Return, character for character, the rows starting with the line that contains "75, row 91." and continuing through the last line of the rows, including both ends. Omit the pictures from your answer.

+++ Data supplied

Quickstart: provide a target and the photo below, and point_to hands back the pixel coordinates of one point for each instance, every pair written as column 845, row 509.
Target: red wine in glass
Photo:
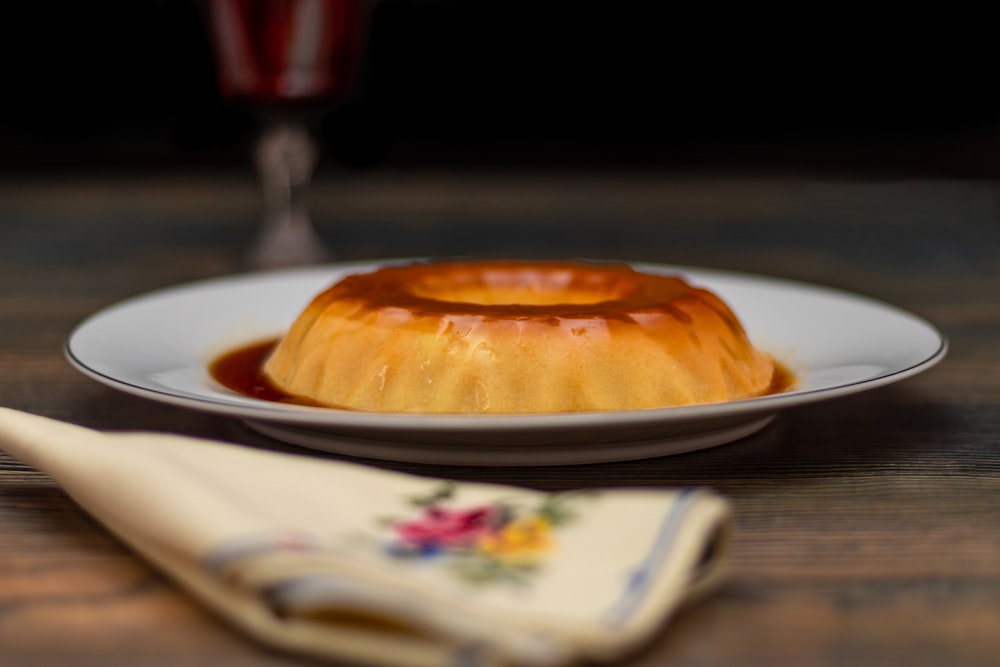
column 287, row 58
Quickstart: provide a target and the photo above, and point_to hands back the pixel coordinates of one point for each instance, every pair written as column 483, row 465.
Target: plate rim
column 335, row 419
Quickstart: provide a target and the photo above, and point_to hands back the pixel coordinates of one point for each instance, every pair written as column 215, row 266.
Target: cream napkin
column 360, row 564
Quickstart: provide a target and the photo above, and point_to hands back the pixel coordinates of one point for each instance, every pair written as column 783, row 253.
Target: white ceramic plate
column 159, row 346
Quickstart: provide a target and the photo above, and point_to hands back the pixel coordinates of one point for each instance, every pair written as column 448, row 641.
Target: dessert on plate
column 501, row 336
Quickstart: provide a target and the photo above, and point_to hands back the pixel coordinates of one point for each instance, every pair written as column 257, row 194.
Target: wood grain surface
column 868, row 527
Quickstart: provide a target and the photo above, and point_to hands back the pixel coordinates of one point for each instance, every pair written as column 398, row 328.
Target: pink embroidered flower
column 439, row 528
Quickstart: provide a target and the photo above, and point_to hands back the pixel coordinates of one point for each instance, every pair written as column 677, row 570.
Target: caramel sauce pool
column 241, row 371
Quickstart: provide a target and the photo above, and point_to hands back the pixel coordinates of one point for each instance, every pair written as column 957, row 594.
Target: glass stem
column 285, row 156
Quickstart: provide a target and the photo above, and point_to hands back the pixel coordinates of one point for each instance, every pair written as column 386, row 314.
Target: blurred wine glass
column 289, row 60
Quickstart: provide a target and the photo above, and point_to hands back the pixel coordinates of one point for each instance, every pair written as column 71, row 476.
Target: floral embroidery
column 497, row 541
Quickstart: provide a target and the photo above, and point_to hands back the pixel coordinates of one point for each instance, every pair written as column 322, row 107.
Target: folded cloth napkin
column 355, row 563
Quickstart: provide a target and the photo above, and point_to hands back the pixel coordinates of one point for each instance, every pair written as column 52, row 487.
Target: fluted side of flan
column 351, row 352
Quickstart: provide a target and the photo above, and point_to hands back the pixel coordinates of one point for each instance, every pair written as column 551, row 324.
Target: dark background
column 129, row 84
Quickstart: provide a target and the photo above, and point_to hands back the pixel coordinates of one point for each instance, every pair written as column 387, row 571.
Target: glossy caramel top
column 507, row 289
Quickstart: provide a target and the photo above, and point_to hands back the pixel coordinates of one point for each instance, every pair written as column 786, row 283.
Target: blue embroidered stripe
column 641, row 576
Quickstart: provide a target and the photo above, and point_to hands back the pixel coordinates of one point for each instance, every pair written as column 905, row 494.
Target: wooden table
column 868, row 527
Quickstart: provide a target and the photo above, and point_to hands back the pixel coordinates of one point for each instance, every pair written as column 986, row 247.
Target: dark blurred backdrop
column 130, row 84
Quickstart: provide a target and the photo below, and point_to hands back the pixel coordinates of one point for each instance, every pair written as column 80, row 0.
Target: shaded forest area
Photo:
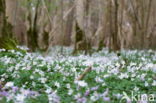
column 116, row 24
column 77, row 51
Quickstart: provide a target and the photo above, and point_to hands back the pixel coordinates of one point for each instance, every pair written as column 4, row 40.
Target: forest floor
column 32, row 78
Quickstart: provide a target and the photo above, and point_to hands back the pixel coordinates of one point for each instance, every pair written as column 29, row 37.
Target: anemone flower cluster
column 32, row 78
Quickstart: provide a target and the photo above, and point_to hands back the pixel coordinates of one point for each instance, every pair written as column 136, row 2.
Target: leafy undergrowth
column 31, row 78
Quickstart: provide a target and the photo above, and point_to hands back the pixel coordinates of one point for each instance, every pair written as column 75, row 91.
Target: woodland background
column 116, row 24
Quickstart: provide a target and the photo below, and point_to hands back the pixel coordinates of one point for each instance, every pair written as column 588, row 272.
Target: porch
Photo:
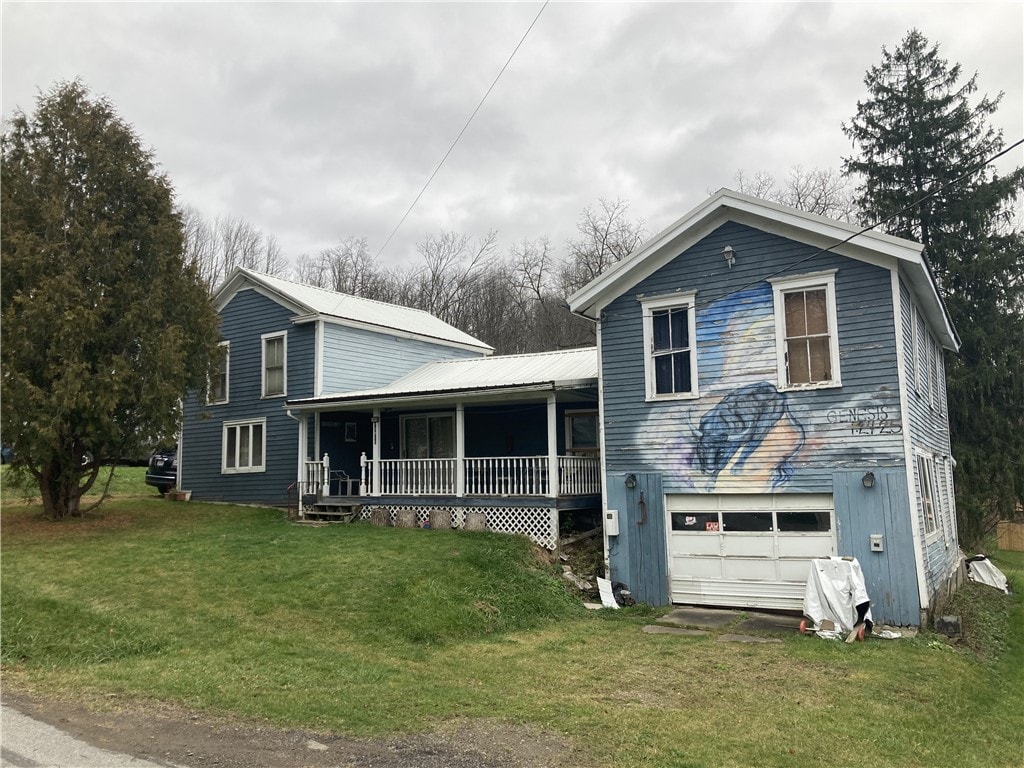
column 513, row 437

++++++

Correct output
Quickstart: provide a target and the photo above, and point_to hands back the pixel coordinates of one point for each instance, every pair written as column 75, row 91.
Target: woodland background
column 116, row 24
Quickstart: provide a target and the photo below, and point_to hands back the pixel coordinates of one point for each instance, every pair written as column 588, row 272.
Target: porch
Photo:
column 513, row 437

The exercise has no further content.